§ What the task requires: Starting at the line below that contains "If you could tag the woman in navy", print each line through the end of the records exactly as it appears.

§ Data for this task:
═══

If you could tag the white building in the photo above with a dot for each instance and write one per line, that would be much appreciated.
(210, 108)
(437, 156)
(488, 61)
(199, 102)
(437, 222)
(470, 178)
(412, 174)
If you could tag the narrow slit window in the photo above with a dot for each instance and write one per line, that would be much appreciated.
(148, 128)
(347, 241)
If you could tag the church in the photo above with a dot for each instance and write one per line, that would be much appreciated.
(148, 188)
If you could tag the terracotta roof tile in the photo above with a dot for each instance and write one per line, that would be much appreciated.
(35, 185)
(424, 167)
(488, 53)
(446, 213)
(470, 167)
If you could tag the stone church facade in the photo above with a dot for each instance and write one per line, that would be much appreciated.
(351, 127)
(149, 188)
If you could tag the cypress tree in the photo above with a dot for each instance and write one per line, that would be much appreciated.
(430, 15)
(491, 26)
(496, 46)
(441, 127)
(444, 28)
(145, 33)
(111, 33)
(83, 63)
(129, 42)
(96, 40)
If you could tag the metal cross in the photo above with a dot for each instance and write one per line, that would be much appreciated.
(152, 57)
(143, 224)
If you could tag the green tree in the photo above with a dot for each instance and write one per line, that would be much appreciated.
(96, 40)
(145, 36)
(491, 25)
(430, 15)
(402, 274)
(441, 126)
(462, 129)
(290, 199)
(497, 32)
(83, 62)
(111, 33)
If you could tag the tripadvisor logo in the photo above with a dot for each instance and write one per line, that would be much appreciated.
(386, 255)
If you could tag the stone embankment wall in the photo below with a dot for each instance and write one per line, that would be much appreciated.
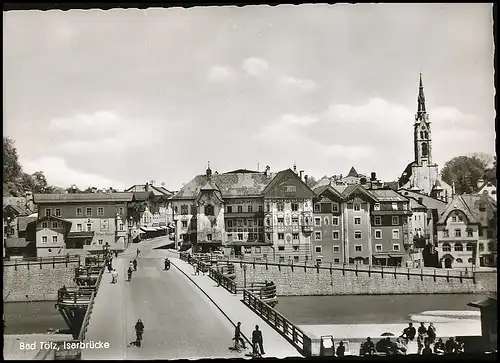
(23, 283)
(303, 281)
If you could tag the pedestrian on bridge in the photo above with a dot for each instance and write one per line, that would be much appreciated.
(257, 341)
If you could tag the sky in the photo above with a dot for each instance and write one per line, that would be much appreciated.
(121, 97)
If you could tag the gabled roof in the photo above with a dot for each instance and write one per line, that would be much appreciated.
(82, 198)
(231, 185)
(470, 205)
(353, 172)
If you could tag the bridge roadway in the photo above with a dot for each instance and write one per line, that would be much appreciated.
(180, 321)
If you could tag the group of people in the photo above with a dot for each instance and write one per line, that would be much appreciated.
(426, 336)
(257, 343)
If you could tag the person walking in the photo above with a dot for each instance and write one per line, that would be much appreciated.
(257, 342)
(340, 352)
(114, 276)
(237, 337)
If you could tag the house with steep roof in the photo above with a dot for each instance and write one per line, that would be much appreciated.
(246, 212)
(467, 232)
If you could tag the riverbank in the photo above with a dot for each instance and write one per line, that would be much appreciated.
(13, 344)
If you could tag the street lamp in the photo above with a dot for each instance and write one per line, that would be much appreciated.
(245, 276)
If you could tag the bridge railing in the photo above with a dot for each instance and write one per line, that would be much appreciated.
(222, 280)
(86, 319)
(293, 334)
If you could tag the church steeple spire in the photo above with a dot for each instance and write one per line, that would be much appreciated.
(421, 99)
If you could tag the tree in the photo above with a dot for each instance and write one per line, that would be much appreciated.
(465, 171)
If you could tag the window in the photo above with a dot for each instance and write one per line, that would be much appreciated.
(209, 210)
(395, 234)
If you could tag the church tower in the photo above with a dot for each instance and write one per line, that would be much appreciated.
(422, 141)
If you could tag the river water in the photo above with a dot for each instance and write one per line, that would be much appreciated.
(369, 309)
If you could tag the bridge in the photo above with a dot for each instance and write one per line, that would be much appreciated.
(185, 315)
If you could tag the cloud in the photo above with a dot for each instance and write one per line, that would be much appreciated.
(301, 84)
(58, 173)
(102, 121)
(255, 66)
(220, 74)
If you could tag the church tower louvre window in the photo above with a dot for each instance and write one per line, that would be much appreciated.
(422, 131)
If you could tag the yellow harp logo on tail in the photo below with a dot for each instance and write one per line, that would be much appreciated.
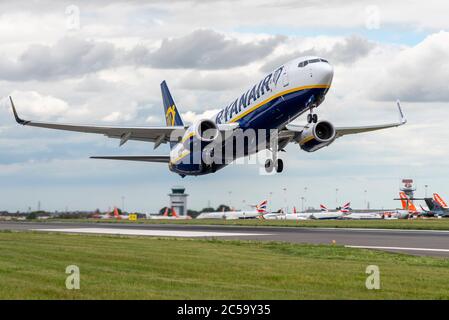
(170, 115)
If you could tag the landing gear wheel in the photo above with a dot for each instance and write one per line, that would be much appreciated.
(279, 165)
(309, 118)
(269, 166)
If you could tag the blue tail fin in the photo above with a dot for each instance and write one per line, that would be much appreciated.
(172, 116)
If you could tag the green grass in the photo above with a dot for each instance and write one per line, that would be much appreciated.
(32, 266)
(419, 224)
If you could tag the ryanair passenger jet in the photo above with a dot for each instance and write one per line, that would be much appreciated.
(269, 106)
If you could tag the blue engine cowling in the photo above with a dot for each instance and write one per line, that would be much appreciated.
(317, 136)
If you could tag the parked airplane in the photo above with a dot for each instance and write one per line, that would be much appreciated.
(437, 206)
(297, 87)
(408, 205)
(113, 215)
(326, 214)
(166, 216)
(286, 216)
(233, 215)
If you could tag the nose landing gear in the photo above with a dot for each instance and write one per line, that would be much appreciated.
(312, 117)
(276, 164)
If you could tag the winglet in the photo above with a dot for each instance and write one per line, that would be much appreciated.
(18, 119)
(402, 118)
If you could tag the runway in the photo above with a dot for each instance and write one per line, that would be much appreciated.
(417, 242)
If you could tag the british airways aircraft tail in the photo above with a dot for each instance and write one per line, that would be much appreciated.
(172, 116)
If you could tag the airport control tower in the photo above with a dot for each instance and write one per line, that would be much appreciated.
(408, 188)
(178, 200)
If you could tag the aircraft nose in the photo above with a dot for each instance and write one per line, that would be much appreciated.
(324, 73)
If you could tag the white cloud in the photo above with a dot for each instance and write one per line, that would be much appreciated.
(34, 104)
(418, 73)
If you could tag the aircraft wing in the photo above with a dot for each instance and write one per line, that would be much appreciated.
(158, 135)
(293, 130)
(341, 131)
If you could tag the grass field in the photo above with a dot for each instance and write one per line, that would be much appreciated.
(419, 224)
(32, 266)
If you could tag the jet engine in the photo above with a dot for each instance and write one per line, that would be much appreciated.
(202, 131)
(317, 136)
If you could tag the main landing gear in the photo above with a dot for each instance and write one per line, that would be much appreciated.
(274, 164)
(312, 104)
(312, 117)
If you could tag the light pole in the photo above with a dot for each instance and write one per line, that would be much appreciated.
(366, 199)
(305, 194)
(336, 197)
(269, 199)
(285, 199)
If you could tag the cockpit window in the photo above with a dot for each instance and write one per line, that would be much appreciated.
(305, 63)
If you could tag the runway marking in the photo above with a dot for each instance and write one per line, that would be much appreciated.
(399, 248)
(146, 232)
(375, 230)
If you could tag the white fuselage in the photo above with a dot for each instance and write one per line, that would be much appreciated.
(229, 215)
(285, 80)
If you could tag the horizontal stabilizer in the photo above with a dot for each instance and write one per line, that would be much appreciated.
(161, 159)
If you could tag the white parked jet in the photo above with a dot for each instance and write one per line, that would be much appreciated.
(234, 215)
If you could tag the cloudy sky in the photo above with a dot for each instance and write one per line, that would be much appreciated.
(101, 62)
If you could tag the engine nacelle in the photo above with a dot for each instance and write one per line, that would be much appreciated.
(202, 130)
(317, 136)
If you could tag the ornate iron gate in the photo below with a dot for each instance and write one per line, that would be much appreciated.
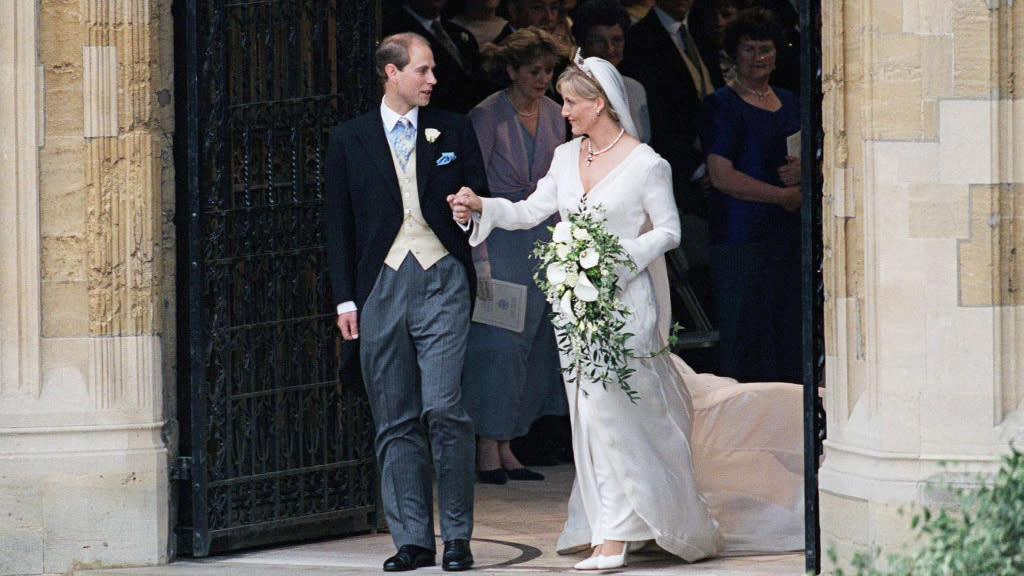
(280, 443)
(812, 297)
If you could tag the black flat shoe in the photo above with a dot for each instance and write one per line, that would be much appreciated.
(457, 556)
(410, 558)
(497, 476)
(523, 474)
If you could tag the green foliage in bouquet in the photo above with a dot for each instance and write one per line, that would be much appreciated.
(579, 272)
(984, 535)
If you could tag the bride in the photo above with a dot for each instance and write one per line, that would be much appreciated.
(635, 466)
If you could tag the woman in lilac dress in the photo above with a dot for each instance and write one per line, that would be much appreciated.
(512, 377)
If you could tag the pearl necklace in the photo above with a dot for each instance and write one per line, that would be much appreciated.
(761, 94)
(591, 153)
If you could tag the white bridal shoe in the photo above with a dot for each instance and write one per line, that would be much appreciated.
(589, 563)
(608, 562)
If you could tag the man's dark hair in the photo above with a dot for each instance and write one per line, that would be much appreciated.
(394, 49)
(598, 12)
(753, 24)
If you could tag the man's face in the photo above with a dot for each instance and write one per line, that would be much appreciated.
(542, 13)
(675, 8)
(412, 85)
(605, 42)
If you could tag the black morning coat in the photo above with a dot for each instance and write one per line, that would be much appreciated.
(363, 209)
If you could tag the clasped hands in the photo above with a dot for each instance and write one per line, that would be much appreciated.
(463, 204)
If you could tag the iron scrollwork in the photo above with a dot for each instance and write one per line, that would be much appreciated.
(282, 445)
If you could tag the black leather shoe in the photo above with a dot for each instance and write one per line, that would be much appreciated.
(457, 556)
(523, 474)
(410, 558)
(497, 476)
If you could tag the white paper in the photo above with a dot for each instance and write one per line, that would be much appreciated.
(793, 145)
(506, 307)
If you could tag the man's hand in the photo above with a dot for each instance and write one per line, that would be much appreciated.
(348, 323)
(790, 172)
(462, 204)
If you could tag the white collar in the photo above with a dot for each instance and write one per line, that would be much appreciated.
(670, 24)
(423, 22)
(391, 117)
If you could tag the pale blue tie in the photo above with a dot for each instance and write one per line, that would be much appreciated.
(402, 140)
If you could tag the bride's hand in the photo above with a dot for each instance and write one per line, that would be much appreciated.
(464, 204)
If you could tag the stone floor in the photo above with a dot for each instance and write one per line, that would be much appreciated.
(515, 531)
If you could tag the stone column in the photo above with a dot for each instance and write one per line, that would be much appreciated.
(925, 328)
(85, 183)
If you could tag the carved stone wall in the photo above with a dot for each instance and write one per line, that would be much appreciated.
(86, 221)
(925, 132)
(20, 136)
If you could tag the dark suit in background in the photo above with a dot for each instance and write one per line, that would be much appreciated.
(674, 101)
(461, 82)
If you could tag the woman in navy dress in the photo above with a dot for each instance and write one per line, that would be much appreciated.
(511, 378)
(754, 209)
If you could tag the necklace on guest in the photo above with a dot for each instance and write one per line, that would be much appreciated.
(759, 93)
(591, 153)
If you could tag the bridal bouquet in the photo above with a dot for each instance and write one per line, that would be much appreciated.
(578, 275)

═══

§ Answer below:
If you could tag the woman in navy dress in the photo above with a dot for each instance and write one per line, that would be much appreciated.
(511, 378)
(754, 209)
If you could tag the necklace on guest in the photo above with a dot for each instance and write one per line, that would be much appreciated.
(759, 93)
(591, 153)
If you could tag the bridal bouquet in the photo above with a dot for each instance and write one per line, that would be much appreciated.
(578, 275)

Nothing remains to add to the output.